Work task:
Please continue the passage below on separating IgG Fc glycopeptides by chromatography and mass spectrometry, starting right after its final sentence.

Given passage:
******************************
IgG Fc glycopeptides were separated on an Acquity M-class chromatographic system (Waters, Milford, MA, USA), which was coupled to a Compact mass spectrometer (Bruker, Bremen, Germany) using a CaptiveSpray source equipped with a nanoBooster. Glycopeptides (6 μL) were loaded onto PepMap 100 C8 (5 mm × 300 μm i.d.; Thermo Fisher Scientific, Waltham, MA, USA) in a mobile phase A (0.1 % TFA) at a flow rate of 40 μL/min. IgG subclasses were separated on a C18 analytical column (150 mm × 100 µm i.d., 100 Å; Advanced Materials Technology, Wilmington, DE, USA) in a 3.5-min-long gradient from 16% to 25% of mobile phase B (80% can in 20% solvent A) at a flow rate of 1 μL/min. The column temperature was maintained at 30 °C. Acetonitrile vapors were introduced directly into the source using a nanoBooster to increase the ionization of glycopeptides. Mass spectra were recorded using an m/z range of 600–1900 with 0.5 Hz and averaging two sequential scans. The collision and quadrupole energies were set to 4 eV, while transfer time and pre-pulse storage were set to 110 μs and 10 μs, respectively. The nanoACQUITY UPLC system was controlled by MassLynx software version 4.1 (Waters), while the mass spectrometer was controlled by HyStar software version 4.1.2 (Bruker).
******************************
Material shown:
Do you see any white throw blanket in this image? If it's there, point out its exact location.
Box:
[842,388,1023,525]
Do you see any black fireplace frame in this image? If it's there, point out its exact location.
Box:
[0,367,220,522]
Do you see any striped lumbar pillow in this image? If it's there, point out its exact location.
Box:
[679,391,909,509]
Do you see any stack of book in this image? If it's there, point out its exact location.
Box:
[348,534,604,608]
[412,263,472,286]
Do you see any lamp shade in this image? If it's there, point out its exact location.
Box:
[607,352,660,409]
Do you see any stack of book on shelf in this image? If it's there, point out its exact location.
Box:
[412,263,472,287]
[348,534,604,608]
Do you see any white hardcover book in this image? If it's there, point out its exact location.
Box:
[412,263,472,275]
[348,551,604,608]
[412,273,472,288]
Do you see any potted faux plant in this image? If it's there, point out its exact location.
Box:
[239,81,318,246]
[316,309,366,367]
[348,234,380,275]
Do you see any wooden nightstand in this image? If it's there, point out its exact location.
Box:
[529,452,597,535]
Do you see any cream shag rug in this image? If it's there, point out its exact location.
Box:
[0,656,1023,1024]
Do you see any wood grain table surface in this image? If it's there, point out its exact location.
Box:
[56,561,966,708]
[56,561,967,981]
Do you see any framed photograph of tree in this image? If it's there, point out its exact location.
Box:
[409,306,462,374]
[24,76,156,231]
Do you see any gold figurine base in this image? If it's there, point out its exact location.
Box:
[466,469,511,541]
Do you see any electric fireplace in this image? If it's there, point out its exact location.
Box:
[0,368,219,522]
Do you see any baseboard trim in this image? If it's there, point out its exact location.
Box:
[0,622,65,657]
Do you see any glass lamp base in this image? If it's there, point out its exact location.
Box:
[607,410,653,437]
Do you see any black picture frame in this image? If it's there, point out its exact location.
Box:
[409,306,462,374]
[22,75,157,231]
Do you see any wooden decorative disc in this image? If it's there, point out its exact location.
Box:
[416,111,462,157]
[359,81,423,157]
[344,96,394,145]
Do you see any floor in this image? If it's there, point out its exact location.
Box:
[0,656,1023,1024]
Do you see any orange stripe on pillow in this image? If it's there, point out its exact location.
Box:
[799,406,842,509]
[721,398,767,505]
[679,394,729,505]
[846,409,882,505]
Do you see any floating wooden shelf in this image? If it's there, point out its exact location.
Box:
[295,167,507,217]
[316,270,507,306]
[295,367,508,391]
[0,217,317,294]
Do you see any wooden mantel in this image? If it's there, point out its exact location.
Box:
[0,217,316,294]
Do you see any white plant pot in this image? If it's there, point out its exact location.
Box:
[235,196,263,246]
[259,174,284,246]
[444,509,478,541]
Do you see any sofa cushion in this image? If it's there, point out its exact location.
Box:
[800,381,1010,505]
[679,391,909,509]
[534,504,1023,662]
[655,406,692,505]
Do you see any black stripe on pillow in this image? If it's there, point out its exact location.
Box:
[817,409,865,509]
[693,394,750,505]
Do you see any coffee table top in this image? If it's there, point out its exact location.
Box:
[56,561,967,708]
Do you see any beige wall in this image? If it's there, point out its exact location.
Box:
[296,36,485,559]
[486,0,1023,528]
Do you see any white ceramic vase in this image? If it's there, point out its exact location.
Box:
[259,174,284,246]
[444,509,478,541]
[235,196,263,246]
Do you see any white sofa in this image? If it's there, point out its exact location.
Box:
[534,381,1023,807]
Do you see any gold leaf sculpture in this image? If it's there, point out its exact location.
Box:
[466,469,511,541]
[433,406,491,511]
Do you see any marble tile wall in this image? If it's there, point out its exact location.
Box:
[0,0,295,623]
******************************
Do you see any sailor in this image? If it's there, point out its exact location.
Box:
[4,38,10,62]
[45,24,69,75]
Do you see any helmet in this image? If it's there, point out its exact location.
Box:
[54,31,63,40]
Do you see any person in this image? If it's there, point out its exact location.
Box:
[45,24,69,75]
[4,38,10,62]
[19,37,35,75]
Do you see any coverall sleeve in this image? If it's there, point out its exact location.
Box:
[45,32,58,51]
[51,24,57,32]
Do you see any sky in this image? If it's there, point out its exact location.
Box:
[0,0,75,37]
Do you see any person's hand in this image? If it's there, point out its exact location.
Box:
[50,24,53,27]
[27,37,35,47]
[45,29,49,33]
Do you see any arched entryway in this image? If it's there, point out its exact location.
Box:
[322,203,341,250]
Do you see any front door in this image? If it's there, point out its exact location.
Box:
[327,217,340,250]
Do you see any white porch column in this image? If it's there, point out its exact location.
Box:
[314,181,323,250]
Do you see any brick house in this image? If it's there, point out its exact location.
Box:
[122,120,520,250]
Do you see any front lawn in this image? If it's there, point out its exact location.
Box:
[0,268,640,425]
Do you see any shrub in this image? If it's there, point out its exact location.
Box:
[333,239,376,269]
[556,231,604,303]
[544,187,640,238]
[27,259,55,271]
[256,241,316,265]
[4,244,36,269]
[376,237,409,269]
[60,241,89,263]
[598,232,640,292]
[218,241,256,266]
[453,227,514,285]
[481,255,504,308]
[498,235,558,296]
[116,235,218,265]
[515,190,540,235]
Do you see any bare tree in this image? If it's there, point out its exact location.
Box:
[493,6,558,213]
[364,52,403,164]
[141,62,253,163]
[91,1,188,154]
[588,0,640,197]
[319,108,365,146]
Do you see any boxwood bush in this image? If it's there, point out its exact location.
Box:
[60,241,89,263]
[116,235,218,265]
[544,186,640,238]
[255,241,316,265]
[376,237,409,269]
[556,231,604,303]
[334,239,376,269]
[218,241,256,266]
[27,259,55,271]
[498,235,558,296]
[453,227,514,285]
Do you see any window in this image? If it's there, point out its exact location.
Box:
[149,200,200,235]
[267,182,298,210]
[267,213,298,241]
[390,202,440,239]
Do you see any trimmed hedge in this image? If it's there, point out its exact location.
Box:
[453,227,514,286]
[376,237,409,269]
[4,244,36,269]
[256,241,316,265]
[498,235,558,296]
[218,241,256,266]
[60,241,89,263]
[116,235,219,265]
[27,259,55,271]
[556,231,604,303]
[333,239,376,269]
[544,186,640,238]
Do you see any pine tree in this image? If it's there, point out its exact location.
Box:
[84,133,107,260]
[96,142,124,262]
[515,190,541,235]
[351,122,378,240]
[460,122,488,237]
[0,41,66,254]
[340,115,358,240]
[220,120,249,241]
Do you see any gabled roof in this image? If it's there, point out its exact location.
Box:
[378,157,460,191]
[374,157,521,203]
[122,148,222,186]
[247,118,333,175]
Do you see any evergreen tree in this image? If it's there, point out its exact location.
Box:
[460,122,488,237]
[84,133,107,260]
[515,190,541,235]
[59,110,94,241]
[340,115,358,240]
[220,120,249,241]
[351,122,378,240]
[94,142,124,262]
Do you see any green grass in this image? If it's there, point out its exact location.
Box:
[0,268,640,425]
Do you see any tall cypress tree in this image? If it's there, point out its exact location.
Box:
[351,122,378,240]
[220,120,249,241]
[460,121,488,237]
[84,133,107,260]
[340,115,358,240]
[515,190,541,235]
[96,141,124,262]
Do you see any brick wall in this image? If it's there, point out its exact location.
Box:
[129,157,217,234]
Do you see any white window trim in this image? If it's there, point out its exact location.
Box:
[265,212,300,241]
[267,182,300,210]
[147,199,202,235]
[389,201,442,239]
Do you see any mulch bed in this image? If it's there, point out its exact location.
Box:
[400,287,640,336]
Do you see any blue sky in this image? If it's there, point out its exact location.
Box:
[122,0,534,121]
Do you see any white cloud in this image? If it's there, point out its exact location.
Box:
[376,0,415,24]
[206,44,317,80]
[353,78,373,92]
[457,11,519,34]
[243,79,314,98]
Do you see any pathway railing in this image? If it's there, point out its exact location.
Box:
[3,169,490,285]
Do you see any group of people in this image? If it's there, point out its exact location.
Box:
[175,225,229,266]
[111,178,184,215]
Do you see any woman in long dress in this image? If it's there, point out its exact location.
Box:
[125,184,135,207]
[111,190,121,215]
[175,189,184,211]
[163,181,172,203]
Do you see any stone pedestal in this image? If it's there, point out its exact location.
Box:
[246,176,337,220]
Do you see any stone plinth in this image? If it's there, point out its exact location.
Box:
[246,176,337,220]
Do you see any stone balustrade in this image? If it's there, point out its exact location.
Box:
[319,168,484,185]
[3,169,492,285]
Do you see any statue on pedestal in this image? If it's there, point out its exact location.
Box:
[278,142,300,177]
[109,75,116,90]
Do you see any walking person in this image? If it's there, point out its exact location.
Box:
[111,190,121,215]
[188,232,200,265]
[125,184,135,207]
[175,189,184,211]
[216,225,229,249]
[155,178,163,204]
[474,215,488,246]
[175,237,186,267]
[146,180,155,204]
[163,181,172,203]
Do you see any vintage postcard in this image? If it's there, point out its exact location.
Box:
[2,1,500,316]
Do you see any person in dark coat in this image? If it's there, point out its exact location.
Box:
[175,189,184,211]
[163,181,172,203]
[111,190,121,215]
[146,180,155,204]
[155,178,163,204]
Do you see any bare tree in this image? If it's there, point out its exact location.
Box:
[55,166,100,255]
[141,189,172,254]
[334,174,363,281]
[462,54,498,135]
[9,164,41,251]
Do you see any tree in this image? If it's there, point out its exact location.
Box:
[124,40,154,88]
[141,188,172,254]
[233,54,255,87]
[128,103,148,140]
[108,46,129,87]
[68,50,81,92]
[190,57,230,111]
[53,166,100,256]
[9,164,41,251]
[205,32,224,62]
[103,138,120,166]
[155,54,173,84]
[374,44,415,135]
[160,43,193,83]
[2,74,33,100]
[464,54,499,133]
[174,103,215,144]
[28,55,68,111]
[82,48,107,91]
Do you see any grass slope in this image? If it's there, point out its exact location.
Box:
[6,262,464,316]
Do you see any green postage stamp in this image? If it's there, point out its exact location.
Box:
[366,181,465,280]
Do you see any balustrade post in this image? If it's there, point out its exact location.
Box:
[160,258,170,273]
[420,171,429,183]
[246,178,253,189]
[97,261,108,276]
******************************
Output below:
4.5. Data Processing

Data were extracted using LacyTools v1.0.1 software [54]. The peak intensity of exact mass was adjusted to a predefined value for each of the separated subclasses for spectra alignment. The three most intensive glycoforms (G0F, G1F, and G2F) were used for alignment. The time window to search for maximal peak intensity was set to 55 s and the mass window was 0.2 m/z. Only samples with a minimum of five analytes per sample with signal-to-noise (S/N) higher than nine were aligned. In Caucasian populations, the IgG2 and IgG3 glycopeptides have the same peptide sequence, resulting in the ions of the same m/z. Therefore, these two subclasses cannot be separated by LC-MS [55]. Fc glycopeptides of the four subclasses were therefore chromatographically separated into only three clusters: IgG1, IgG2/3, and IgG4. In the time window of 30 s around the defined time, spectra were summed, and a sum spectrum was created for each of the separated IgG subclasses. Three calibrants with S/N larger than nine were used for the calibration of sum spectra with a calibration window of 0.2 Da. Integration of areas containing 99% of the isotopic pattern was performed, followed by summing of doubly and triply charged species originating from a single analyte. Signals corresponding to agalactosylated (G0F), monogalactosylated (G1F), digalactosylated (G2F), and sialylated (G2FS) Fc glycans carrying core fucose were extracted.

4.6. Statistical Analysis

Normalization and batch correction were performed on the LC-MS glycopeptide data to remove experimental variation from the measurements. Normalization by total area was performed to make measurements across samples comparable. Prior to the batch correction, normalized glycan measurements were log-transformed because of the right-skewness of their distributions and the multiplicative nature of batch effects. The batch correction was performed on log-transformed measurements using the ComBat method (R package sva), where the plate designation was modeled as a batch covariate for each sample. Estimated batch effects were subtracted from log-transformed measurements to correct measurements for experimental noise.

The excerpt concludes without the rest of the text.